**EXTRAIT DU TEXTE**
-=-=-
Europe 1 : L’unique député Front national Jean-Marie Le Chevallier déposera 130 amendements. « C’est un test », a dit Jean-Marie Le Pen hier, « ceux qui les voteront seront sauvés du grand marasme des régionales. » Est-ce que votre groupe va les voter ou va en voter au moins un ?
François Bayrou : Je n’ai pas l’habitude – et mon groupe non plus – de définir des positions par rapport à ce que tel ou tel, et surtout extrémiste, dit.
Europe 1 : On peut dire également que l’inspirateur du débat actuel sur l’immigration et la nationalité n’a même plus besoin de se faire entendre et qu’il est déjà dans toutes les têtes : c’est Le Pen, non ?
François Bayrou : Vous vous trompez complètement. L’inspirateur du débat actuel sur la nationalité, c’est la commission Monsieur Long à la fin des années 80. Elle a réuni toutes les sensibilités françaises, des philosophes, des sociologues…
Europe 1 : Je m’en souviens, et les Français s’en souviennent !
-=-=-
**DONNÉES ENREGISTRÉES**
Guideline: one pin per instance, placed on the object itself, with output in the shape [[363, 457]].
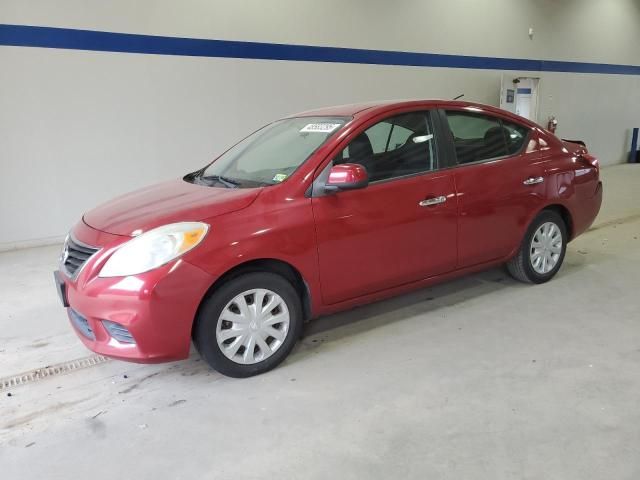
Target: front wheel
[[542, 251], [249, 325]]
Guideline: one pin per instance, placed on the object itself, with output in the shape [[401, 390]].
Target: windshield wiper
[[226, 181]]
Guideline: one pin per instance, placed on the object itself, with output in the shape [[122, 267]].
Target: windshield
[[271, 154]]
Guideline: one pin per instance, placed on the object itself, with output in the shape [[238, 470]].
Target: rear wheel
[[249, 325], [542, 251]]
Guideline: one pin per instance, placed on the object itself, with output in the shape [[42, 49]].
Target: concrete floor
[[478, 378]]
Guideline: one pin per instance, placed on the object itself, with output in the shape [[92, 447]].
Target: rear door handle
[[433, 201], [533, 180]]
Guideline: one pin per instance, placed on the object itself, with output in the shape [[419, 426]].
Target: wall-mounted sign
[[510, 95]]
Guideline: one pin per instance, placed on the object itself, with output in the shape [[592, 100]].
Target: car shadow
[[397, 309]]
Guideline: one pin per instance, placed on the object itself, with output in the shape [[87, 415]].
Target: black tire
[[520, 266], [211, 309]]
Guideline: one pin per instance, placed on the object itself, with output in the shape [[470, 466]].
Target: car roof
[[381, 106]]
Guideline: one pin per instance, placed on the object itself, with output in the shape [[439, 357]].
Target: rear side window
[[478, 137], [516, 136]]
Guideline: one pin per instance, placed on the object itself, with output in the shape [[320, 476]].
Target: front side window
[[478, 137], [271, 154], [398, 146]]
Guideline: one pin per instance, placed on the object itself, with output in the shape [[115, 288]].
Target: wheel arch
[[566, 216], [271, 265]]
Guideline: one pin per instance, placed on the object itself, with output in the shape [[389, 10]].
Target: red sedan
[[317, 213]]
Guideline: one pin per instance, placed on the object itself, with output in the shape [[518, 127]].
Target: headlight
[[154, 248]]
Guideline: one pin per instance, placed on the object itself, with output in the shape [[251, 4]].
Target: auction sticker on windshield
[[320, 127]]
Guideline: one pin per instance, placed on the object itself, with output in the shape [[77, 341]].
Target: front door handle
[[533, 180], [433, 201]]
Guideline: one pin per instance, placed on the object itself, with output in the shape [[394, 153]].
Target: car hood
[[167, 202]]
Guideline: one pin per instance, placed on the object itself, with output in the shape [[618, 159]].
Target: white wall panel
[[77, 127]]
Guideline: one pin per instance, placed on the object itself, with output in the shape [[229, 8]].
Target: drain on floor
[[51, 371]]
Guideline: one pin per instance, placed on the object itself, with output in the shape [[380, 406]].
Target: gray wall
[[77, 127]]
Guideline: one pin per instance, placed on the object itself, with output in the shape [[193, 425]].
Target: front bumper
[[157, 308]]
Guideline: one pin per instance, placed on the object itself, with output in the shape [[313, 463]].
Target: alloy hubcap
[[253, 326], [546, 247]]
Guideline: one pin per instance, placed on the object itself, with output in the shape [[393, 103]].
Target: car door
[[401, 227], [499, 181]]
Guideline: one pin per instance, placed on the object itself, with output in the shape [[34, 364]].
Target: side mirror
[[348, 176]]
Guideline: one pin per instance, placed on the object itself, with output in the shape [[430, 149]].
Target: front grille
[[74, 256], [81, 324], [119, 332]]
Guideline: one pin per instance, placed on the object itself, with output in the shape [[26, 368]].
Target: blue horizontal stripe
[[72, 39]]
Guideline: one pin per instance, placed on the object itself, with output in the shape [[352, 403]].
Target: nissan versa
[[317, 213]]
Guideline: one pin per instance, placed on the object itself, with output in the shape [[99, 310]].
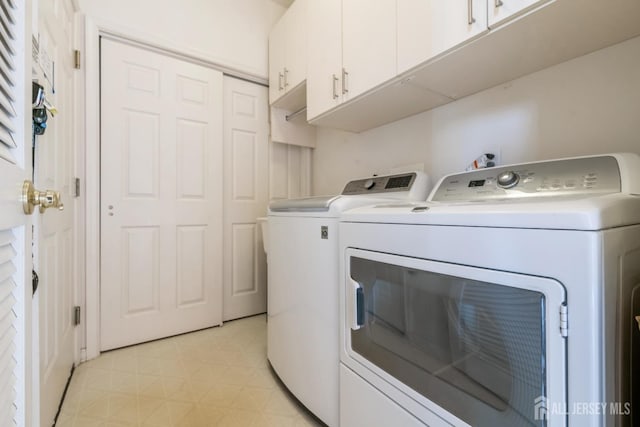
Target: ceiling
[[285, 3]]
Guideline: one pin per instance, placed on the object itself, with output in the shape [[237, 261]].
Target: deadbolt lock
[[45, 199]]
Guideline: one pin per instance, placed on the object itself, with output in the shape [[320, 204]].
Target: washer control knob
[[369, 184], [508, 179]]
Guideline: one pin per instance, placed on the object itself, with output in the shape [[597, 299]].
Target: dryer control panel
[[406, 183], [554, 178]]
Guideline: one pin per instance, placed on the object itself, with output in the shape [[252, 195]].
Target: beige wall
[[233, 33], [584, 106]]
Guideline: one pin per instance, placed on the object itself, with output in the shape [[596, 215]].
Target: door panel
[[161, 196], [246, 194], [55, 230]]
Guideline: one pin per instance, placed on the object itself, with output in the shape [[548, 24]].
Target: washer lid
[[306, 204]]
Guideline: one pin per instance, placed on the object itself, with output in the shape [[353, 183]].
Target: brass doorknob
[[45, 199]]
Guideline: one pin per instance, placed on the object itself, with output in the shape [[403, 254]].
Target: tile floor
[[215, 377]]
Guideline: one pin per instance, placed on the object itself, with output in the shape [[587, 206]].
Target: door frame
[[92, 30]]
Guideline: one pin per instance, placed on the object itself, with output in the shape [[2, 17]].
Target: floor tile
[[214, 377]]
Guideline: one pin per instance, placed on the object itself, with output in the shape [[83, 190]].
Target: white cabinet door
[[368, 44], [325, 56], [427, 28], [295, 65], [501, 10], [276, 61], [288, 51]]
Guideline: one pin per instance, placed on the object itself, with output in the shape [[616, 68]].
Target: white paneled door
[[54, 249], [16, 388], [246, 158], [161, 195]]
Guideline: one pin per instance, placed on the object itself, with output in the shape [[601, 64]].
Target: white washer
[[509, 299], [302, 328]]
-=-=-
**CONSIGNE**
Recopiez l'entretien avec François Bayrou de « Europe 1 : On » à « Le Pen, non ? ». Le matériel n'est pas nécessaire ici.

**RÉPONSE CI-DESSOUS**
Europe 1 : On peut dire également que l’inspirateur du débat actuel sur l’immigration et la nationalité n’a même plus besoin de se faire entendre et qu’il est déjà dans toutes les têtes : c’est Le Pen, non ?